### Data to use

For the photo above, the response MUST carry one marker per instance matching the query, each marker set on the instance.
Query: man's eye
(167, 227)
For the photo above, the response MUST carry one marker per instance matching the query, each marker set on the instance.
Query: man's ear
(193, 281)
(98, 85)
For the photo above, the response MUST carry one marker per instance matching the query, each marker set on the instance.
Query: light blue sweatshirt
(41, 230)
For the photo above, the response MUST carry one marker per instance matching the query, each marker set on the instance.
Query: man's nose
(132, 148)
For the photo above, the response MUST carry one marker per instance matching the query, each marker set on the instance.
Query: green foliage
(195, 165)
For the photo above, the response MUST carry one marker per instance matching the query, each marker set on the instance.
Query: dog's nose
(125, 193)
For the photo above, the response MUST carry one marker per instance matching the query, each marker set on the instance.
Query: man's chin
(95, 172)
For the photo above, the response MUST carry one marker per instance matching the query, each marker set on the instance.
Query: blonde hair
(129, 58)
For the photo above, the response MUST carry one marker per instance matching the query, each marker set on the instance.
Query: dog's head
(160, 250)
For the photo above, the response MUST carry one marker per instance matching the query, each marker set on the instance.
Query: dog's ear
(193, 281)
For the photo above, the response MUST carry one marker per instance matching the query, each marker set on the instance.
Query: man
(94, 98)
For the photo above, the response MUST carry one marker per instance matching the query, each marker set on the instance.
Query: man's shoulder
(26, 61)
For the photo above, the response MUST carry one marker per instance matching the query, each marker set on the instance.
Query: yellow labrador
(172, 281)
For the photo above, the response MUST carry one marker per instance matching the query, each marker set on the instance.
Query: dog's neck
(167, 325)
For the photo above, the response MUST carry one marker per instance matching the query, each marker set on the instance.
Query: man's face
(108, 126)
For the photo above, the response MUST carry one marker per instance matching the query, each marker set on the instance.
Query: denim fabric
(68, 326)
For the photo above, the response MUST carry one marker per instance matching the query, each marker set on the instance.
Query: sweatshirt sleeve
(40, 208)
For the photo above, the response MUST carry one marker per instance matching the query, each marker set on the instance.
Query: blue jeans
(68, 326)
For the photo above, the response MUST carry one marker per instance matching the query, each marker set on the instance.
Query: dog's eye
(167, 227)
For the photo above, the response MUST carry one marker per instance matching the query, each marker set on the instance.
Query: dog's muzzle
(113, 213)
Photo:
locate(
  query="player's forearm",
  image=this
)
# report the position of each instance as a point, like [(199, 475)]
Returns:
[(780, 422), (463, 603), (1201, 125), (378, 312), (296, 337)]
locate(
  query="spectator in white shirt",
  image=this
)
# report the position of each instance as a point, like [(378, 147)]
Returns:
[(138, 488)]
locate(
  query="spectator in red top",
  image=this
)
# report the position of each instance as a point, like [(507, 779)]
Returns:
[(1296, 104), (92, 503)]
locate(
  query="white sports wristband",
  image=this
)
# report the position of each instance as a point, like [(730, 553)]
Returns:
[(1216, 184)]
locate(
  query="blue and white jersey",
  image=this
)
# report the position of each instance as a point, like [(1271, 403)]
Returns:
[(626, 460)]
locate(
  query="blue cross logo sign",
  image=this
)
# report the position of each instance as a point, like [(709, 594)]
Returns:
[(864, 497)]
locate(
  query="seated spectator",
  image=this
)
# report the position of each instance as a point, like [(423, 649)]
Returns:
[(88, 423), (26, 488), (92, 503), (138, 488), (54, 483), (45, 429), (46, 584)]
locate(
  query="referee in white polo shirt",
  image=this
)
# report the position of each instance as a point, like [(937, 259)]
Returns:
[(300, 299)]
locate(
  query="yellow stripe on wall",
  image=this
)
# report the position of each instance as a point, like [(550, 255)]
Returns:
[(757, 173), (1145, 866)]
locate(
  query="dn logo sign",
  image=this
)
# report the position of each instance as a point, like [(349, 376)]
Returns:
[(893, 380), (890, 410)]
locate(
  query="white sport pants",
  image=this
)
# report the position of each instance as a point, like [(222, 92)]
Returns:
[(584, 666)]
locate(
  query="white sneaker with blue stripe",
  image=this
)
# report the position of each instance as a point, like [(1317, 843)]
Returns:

### What the exercise asks
Tally the lines of the material that contain the word "sign" and say the number, nothing more.

### Solution to this task
2